EXTRACT ->
Kosovar politician (born 1969)

Lutfi Haziri (born 8 November 1969 in Gjilan, Yugoslavia, now Kosovo) is the deputy chairman of the Democratic League of Kosovo and former mayor of Gjilan. He is a former deputy prime minister and minister of Kosovo for Culture, Youth, Sports and Non-residential Affairs. He headed the delegation of Kosovo in the talks on the political status of Kosovo with Serbia in Vienna, Austria in February 2006.

==Life and politics==
Lutfi Haziri was born on 8 November 1969 in Gjilan, then Yugoslavia, now Kosovo.

Haziri was part of the students' leadership structures within the University of Pristina during the 1990s. Since 1990, Haziri was part of the structures of the Ministry of Defence of the unrecognised Republic of Kosova and in charge of numerous functions within the then existing parallel structures in Kosovo.

RECORD SET ->
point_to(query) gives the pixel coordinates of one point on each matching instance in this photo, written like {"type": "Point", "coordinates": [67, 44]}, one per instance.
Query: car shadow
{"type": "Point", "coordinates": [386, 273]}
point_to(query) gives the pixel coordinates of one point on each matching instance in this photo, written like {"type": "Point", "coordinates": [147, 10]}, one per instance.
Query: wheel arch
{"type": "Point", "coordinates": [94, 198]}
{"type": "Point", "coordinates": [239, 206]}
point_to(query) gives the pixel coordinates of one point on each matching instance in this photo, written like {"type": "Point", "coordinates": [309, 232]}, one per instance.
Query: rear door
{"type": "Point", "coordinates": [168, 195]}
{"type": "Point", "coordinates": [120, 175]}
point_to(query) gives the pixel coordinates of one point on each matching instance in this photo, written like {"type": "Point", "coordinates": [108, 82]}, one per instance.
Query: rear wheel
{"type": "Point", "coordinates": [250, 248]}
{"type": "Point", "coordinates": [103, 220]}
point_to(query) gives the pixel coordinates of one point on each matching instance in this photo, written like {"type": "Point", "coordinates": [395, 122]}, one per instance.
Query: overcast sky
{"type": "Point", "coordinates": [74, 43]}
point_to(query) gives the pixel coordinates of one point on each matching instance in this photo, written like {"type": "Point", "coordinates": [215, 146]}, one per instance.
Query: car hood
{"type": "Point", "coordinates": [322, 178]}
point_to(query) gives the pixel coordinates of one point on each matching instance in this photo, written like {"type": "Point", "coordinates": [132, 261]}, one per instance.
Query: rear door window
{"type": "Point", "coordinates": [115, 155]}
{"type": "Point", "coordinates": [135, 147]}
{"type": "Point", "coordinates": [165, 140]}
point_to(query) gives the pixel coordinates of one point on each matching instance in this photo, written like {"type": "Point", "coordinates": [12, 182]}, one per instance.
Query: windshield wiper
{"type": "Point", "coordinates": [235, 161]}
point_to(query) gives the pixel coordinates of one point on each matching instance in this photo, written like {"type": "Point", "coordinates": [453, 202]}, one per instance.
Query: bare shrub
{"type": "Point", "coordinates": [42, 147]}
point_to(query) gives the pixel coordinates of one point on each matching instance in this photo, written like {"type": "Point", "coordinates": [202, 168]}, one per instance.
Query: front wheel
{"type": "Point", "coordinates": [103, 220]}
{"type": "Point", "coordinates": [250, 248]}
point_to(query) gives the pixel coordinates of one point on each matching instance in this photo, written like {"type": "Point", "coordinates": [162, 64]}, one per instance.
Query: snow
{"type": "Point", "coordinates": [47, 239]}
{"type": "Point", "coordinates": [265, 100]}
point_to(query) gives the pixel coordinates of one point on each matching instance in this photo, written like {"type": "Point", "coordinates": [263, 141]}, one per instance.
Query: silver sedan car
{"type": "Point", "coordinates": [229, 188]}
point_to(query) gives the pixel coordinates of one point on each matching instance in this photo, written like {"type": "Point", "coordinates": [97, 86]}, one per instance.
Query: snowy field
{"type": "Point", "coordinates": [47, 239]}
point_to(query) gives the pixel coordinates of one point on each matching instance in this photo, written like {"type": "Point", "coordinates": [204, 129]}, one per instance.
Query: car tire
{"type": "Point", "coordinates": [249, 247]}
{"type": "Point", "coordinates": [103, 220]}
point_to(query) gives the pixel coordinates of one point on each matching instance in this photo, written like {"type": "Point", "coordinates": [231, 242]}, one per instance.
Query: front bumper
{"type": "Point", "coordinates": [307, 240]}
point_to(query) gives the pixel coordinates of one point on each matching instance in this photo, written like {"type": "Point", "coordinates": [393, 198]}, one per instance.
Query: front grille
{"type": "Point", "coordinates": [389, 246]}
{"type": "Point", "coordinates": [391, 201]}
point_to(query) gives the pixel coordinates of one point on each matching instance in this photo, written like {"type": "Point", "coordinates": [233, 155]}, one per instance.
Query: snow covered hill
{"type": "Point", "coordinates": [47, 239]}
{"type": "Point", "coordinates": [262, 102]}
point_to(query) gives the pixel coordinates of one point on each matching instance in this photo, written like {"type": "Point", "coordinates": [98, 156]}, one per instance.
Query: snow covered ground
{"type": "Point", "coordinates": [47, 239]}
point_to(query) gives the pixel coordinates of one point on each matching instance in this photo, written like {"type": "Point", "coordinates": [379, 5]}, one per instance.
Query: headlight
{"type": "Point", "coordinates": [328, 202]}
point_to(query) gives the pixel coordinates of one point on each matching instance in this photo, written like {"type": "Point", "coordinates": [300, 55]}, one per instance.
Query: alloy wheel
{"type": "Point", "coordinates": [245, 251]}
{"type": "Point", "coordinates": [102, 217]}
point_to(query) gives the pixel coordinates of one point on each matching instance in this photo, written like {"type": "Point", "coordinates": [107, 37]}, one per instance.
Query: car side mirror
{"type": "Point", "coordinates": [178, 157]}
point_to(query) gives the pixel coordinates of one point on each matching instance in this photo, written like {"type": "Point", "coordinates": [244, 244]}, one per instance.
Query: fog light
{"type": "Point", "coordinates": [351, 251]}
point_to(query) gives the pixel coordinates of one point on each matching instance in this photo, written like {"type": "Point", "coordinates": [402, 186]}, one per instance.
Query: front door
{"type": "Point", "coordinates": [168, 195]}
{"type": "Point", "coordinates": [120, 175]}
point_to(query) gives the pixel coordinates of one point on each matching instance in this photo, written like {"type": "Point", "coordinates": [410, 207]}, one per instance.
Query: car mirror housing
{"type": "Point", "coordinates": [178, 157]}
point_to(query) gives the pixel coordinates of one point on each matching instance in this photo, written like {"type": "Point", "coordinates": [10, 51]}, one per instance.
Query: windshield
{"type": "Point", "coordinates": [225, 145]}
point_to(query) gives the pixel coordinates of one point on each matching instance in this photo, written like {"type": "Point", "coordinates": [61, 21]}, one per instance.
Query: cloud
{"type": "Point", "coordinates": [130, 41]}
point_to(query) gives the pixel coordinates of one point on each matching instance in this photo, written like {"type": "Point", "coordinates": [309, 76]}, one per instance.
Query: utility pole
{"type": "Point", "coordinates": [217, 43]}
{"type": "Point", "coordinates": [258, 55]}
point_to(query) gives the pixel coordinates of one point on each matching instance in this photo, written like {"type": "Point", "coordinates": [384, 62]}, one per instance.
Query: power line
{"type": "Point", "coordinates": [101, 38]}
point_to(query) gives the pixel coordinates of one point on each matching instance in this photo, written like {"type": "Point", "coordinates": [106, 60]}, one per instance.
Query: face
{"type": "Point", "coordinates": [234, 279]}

==

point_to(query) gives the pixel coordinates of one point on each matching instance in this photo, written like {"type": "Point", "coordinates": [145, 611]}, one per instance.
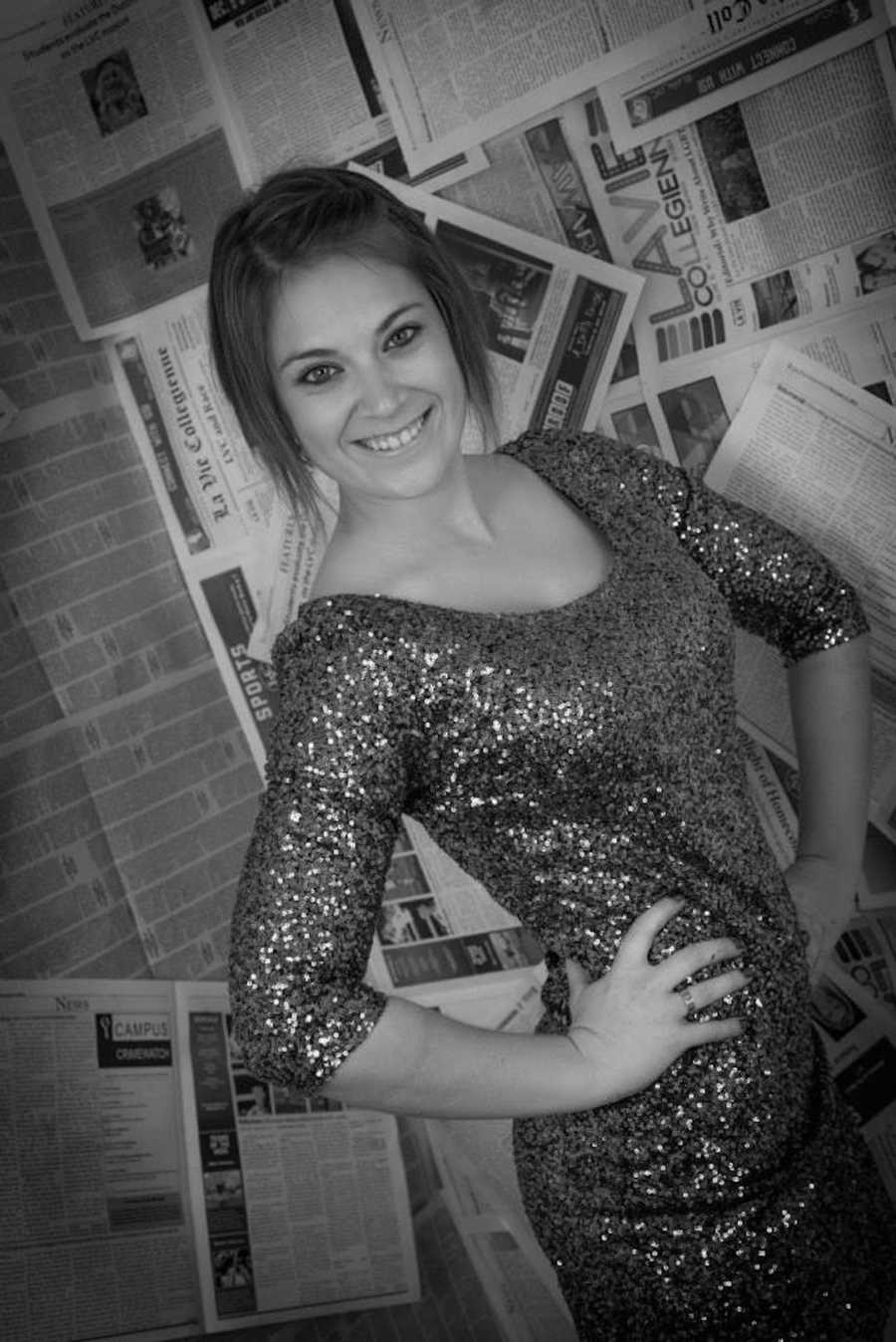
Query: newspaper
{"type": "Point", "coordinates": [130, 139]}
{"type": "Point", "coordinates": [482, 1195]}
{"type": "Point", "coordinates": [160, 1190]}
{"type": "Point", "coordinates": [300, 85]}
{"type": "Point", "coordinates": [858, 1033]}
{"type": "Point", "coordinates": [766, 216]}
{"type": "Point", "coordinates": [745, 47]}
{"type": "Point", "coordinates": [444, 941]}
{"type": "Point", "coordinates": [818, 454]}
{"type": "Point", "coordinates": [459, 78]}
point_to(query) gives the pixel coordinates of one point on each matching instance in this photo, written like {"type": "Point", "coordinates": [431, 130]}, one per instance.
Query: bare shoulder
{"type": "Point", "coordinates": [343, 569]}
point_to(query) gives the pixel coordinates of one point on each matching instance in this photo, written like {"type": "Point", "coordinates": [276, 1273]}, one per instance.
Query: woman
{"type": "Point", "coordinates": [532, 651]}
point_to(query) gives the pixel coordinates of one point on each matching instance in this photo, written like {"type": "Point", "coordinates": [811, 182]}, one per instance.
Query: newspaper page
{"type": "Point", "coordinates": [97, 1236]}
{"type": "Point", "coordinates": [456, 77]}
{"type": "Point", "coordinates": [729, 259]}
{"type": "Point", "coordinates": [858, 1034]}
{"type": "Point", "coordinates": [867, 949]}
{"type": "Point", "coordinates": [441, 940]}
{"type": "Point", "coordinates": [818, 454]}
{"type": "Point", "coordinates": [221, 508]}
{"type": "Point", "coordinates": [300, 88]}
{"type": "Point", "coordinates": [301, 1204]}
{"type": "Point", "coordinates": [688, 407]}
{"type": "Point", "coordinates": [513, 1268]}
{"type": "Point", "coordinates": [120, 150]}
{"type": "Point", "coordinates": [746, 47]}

--

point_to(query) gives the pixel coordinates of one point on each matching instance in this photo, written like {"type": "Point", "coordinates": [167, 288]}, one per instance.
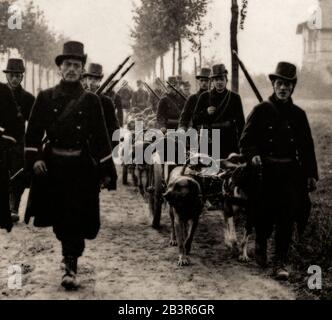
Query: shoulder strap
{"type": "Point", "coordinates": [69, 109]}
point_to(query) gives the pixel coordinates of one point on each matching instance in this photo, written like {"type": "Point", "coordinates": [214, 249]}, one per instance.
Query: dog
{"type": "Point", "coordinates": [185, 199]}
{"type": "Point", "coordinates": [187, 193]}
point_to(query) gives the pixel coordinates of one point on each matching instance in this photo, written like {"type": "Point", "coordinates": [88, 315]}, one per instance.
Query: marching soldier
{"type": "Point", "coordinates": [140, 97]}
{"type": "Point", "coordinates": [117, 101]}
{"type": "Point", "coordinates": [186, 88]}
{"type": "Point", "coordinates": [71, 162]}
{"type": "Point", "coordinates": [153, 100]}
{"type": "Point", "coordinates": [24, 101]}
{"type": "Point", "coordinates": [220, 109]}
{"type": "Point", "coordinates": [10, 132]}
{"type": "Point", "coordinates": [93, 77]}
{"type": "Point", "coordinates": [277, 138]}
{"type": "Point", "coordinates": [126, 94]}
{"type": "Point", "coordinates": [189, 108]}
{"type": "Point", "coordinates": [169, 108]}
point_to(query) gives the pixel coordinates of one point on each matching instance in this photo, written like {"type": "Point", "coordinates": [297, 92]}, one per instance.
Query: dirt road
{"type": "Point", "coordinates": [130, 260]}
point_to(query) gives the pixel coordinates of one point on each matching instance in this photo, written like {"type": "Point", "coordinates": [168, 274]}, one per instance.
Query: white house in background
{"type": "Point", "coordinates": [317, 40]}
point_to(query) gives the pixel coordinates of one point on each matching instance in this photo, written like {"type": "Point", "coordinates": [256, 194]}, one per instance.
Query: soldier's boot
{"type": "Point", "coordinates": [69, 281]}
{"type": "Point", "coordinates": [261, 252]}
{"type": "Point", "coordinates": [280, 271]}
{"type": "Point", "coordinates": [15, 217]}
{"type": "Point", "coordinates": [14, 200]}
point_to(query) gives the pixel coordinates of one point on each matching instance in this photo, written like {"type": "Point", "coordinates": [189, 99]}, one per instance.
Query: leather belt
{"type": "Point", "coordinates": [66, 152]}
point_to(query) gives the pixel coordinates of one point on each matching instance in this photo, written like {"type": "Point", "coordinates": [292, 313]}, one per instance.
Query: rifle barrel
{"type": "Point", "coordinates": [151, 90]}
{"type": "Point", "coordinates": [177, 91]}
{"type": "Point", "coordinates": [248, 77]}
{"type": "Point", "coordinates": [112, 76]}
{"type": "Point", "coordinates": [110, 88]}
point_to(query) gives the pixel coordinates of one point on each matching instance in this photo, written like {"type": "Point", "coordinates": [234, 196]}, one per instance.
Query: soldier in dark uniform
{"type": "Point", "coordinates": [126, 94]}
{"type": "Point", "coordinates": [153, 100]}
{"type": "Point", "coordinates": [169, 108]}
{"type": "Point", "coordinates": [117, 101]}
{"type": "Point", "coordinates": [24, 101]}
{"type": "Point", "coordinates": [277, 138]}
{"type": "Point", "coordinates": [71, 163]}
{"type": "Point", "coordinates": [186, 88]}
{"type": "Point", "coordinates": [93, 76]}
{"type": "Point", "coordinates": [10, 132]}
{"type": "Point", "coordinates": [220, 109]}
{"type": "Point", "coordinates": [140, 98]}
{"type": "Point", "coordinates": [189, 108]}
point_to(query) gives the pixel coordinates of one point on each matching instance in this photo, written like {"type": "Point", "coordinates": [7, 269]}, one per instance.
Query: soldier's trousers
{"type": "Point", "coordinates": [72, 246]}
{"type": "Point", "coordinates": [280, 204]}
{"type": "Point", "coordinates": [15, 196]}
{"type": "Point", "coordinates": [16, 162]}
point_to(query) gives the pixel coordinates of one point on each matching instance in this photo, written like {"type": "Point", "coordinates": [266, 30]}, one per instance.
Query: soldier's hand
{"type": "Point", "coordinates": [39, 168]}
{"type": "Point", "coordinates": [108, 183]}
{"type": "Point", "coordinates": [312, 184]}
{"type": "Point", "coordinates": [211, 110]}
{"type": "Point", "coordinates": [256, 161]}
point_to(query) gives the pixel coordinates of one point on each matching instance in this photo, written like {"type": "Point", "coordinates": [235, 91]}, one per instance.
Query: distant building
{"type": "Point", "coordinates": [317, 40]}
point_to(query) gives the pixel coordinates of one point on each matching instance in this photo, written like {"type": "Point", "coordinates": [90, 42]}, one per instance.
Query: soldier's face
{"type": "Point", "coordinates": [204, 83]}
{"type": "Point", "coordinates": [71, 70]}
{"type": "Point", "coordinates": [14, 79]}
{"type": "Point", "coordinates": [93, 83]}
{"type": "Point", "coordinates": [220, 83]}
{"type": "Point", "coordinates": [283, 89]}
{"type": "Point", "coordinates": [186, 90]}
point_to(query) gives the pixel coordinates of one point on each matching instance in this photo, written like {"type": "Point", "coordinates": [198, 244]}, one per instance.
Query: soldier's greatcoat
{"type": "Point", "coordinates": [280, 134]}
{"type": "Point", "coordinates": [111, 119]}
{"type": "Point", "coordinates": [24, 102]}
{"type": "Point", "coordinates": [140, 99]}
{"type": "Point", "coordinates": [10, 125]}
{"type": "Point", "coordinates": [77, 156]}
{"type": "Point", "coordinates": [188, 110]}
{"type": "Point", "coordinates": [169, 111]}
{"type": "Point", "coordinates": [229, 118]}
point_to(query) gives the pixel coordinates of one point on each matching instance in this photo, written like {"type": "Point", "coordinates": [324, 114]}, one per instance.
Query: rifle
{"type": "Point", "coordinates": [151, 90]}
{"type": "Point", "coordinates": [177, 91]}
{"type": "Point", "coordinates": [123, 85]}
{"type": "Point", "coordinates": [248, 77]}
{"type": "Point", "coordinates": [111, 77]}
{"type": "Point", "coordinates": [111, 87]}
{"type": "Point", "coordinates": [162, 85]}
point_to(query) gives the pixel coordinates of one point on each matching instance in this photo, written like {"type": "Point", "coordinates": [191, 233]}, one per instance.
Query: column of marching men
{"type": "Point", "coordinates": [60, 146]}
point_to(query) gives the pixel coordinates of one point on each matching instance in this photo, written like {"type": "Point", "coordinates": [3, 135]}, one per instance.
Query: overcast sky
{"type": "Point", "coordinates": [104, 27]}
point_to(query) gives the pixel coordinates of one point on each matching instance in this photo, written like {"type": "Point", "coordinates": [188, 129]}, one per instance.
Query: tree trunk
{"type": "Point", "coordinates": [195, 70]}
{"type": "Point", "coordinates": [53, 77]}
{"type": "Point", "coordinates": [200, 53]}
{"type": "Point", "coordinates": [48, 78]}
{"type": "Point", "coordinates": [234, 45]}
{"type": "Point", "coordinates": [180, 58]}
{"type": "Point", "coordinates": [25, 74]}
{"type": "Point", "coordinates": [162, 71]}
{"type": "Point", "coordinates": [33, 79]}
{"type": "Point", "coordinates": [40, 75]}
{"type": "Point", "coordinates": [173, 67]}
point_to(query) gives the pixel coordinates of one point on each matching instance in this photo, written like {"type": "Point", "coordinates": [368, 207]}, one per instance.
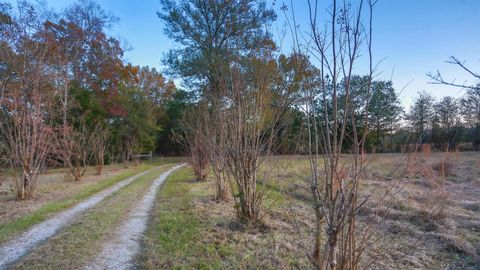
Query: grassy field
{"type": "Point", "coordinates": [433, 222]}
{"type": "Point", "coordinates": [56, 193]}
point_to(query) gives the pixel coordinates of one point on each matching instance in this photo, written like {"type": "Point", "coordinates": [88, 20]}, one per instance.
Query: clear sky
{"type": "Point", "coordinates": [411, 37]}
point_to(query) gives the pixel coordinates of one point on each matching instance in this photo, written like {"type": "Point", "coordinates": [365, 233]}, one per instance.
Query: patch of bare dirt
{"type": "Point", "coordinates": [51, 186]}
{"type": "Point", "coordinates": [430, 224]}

TASK SET ->
1 – Retype the passage from the Lutfi Haziri biography, from "Lutfi Haziri (born" up to and including "Yugoslavia, now Kosovo.".
2 – Which areas did Lutfi Haziri's ministerial post cover, according to his biography? List each one.
3 – Please write the next part of the biography of Lutfi Haziri, picking up after its final sentence.

ANSWERS TO THE PROBLEMS ->
1 –
Lutfi Haziri (born 8 November 1969 in Gjilan, Yugoslavia, now Kosovo) is the deputy chairman of the Democratic League of Kosovo and former mayor of Gjilan. He is a former deputy prime minister and minister of Kosovo for Culture, Youth, Sports and Non-residential Affairs. He headed the delegation of Kosovo in the talks on the political status of Kosovo with Serbia in Vienna, Austria in February 2006.

==Life and politics==
Lutfi Haziri was born on 8 November 1969 in Gjilan, then Yugoslavia, now Kosovo.

2 –
Culture
Youth
Sports
Non-residential Affairs

3 –
In March 1990, Haziri was elected President of the Youth Forum of the Gjilan branch of the Democratic League of Kosovo (LDK) and served as its president until 1997. In 1997, Haziri was elected as Deputy President of the LDK branch in Gjilan as well as member of the General Council of LDK in Pristina. He remained in both functions until 2000.

In October 1998, Haziri was arrested and imprisoned on charges of leadership of the Kosovo Liberation Army (KLA-UÇK) structures in the Karadaku zone (Gjilan). After his release in August 1999, Haziri became Deputy Mayor of the municipality of Gjilan, whereas in November 2000 he became mayor of the same municipality. He remained in this position until December 2004.

In June 2001, he was also elected chairman of the Association of Kosovo Municipalities. In this function, Haziri was also chairman of the Kosovo Municipal Delegation to the Congress of Local and Regional Governance in Strasbourg (Council of Europe).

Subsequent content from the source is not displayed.